--- Begin ---

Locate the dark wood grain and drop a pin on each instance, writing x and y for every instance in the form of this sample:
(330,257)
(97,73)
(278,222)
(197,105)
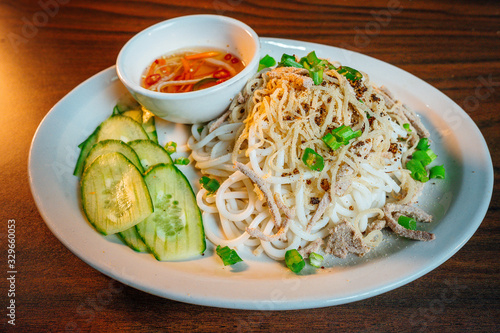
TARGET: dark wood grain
(453,45)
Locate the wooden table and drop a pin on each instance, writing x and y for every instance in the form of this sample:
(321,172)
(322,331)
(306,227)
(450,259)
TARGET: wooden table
(49,47)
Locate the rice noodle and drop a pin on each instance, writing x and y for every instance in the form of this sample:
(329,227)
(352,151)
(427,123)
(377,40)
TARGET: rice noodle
(255,151)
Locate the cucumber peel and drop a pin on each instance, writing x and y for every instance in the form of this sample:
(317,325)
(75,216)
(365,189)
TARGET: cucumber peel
(175,230)
(114,194)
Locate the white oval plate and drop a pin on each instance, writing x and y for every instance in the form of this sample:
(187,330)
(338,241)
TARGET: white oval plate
(458,203)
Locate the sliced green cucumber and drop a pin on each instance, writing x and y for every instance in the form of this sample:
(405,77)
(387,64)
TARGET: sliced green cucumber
(133,240)
(121,128)
(114,194)
(148,123)
(150,153)
(175,230)
(113,146)
(85,147)
(134,114)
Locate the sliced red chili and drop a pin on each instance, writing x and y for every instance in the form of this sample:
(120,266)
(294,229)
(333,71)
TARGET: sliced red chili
(152,79)
(221,74)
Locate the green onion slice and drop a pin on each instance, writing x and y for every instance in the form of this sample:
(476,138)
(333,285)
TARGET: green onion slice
(313,160)
(407,222)
(265,62)
(209,184)
(181,161)
(228,256)
(171,147)
(437,172)
(289,61)
(423,144)
(315,259)
(294,260)
(418,171)
(349,73)
(331,141)
(422,157)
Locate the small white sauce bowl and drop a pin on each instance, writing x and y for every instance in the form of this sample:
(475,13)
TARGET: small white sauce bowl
(207,31)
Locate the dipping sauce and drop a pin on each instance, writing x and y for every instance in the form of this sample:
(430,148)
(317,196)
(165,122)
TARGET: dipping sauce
(190,70)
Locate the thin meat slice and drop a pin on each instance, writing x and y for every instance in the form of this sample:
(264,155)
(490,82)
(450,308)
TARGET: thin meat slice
(323,205)
(345,239)
(392,213)
(311,247)
(264,187)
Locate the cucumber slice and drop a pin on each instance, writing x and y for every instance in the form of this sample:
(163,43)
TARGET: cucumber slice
(133,240)
(114,194)
(112,146)
(150,153)
(85,148)
(134,114)
(175,230)
(121,128)
(148,123)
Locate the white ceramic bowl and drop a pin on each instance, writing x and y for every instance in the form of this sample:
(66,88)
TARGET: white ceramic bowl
(183,32)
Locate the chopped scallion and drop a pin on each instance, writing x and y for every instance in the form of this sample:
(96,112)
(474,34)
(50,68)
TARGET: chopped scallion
(349,73)
(422,157)
(340,136)
(423,144)
(209,184)
(418,171)
(228,256)
(315,259)
(313,160)
(294,260)
(171,147)
(331,141)
(265,62)
(407,222)
(289,61)
(437,172)
(181,161)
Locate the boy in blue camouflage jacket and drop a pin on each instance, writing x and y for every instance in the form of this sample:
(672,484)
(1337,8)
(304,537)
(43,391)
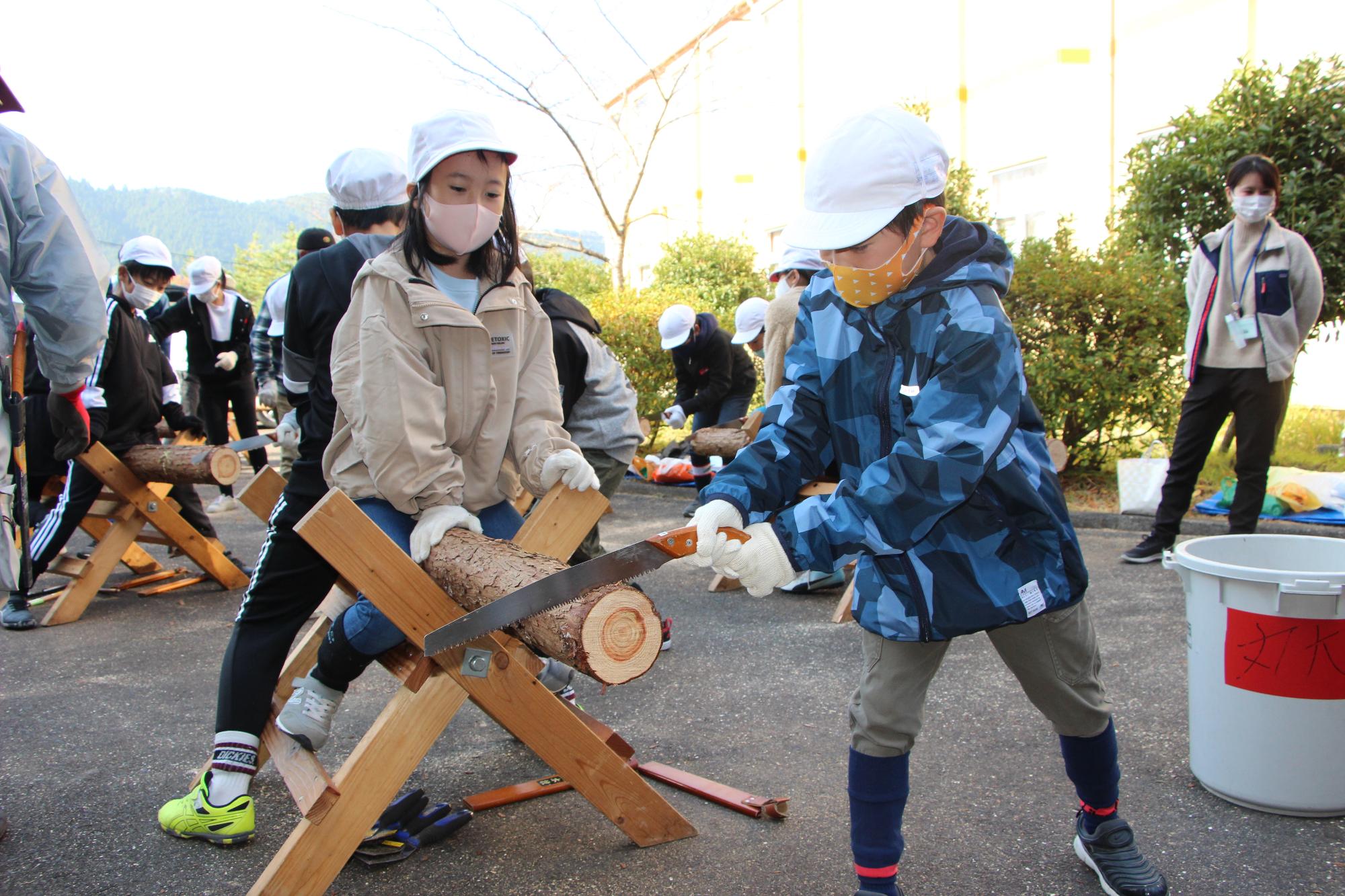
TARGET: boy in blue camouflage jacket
(907,370)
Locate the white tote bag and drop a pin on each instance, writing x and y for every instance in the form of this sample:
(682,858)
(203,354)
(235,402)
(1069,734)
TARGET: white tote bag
(1140,482)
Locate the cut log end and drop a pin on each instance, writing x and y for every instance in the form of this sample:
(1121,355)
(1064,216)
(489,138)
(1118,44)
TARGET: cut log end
(627,633)
(613,633)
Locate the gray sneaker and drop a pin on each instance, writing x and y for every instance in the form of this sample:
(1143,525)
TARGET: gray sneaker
(309,713)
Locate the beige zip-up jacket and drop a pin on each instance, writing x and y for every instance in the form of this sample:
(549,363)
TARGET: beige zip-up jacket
(434,399)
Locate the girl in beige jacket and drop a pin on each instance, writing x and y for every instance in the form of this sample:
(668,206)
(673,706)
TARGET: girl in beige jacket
(442,370)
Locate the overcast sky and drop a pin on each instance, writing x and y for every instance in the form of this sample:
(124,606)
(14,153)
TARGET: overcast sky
(254,99)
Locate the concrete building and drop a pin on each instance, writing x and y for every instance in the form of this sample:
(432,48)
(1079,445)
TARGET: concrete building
(1043,99)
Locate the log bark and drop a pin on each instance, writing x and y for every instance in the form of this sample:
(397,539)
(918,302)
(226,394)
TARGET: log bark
(611,634)
(724,442)
(174,464)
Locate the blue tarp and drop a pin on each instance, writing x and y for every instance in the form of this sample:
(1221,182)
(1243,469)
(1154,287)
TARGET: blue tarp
(1323,517)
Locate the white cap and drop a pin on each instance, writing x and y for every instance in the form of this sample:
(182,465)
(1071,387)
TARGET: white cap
(449,134)
(861,177)
(146,251)
(676,325)
(202,275)
(362,179)
(748,319)
(800,260)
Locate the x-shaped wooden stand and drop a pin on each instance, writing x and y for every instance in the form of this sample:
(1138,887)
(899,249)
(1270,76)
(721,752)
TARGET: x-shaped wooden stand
(342,809)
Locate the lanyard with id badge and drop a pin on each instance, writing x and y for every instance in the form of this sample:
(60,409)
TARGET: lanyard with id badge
(1243,330)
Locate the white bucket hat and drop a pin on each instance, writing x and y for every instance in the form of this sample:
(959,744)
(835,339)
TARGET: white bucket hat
(861,177)
(676,325)
(362,179)
(449,134)
(202,275)
(796,259)
(750,319)
(146,251)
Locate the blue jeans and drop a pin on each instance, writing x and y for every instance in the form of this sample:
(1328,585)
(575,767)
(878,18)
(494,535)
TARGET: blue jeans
(367,627)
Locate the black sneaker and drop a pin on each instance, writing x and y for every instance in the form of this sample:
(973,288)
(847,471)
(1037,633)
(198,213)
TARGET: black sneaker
(1151,549)
(1110,850)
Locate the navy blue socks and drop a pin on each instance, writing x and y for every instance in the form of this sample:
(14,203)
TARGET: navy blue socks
(879,790)
(1091,764)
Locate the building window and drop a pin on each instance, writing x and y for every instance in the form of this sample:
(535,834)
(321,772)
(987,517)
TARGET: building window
(1017,201)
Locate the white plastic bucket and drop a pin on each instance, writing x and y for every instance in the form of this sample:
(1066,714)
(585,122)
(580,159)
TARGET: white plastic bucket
(1266,669)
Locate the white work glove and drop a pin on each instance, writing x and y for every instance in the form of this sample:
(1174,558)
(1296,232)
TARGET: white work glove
(568,466)
(287,432)
(708,520)
(759,564)
(432,525)
(270,393)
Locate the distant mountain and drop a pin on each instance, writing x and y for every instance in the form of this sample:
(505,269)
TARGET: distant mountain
(193,224)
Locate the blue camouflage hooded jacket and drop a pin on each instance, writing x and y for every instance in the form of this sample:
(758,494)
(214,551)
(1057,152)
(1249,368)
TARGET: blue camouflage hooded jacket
(948,494)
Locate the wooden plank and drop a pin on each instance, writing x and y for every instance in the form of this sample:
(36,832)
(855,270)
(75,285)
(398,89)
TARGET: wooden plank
(509,693)
(73,602)
(171,585)
(376,771)
(102,463)
(560,521)
(313,788)
(263,493)
(137,557)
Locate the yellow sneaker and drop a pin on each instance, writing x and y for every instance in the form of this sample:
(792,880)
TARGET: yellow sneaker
(193,815)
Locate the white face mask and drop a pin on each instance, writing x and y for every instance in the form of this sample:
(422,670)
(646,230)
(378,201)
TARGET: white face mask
(1254,209)
(141,296)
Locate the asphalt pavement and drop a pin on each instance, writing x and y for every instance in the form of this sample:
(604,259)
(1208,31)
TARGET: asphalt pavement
(108,717)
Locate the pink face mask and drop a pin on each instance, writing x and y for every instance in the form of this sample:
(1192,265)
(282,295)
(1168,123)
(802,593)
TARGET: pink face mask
(461,229)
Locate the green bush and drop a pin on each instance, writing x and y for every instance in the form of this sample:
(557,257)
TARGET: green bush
(582,278)
(1101,339)
(1176,189)
(709,274)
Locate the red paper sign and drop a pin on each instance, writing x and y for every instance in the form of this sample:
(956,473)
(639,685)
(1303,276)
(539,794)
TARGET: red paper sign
(1282,657)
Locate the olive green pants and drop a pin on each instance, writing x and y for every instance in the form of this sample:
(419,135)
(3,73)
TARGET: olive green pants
(1054,657)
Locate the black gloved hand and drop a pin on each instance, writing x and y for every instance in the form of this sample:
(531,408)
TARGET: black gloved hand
(69,424)
(178,421)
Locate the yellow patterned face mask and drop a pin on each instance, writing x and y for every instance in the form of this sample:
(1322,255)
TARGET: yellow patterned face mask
(866,287)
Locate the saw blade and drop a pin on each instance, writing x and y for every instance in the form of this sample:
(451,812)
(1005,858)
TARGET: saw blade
(558,589)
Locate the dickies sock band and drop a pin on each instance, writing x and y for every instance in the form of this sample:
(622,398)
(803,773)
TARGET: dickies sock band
(1091,764)
(879,791)
(232,766)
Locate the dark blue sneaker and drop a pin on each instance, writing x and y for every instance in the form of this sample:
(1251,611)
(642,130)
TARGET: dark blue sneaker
(1110,850)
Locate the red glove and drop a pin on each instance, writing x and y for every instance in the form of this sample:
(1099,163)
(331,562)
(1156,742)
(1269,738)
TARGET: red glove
(69,424)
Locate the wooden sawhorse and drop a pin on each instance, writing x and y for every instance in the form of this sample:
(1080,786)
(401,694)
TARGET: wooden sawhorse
(340,810)
(118,521)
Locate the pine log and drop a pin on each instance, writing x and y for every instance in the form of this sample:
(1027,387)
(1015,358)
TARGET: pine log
(174,464)
(720,440)
(611,634)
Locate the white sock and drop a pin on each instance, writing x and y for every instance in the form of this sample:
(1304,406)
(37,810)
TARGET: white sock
(232,766)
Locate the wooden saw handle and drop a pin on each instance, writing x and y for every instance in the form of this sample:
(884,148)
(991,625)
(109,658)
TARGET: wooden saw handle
(681,542)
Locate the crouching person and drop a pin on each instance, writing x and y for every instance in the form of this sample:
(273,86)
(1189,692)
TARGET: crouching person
(442,370)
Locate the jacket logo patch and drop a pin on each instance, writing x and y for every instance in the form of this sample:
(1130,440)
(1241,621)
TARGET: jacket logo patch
(1032,599)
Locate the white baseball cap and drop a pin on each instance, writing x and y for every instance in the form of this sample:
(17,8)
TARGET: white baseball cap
(146,251)
(750,319)
(797,259)
(676,325)
(202,275)
(362,179)
(861,177)
(449,134)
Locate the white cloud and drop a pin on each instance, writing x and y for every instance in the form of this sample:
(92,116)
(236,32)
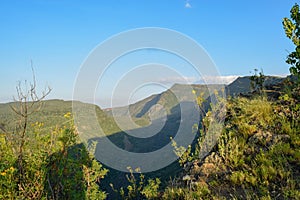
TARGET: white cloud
(218,79)
(203,80)
(178,79)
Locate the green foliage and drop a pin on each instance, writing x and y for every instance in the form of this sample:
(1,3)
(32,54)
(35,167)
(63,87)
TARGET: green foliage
(292,31)
(137,188)
(55,165)
(257,81)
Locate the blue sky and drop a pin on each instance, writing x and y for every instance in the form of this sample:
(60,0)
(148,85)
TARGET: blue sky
(57,35)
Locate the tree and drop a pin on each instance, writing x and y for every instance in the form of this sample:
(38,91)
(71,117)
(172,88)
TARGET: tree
(292,31)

--- End ---

■ **The task**:
Retype verbatim only the lines beginning with the line that contains "Locate the white baseball" and ending with the last line of the listing above; pictures are to be excluded.

■ **Answer below**:
Locate the white baseball cap and drop a pin on each instance, writing x and y for every instance in the form of this sample:
(17,8)
TARGET: white baseball cap
(146,251)
(750,319)
(797,259)
(676,325)
(202,275)
(362,179)
(861,177)
(449,134)
Locate the white cloud and drop a pin on each instance, writing x and y for every instance in the form of this sample:
(92,116)
(236,32)
TARGET: white cloud
(218,79)
(203,80)
(178,79)
Locate the green foliage and drop a pin on each instance, writing x and y for every instance in the form of this sample:
(1,3)
(32,54)
(35,167)
(63,87)
TARGET: green foliage
(292,31)
(137,188)
(55,165)
(257,81)
Locate the blue sky and drop a pin on each instance, writing x and y for every instance in the form of this sample:
(60,0)
(148,85)
TARGET: blue sky
(57,35)
Locate the tree and drop a pin on each instance, writing x and y for every instance in the form of this sample:
(38,91)
(71,117)
(172,88)
TARGET: tree
(292,31)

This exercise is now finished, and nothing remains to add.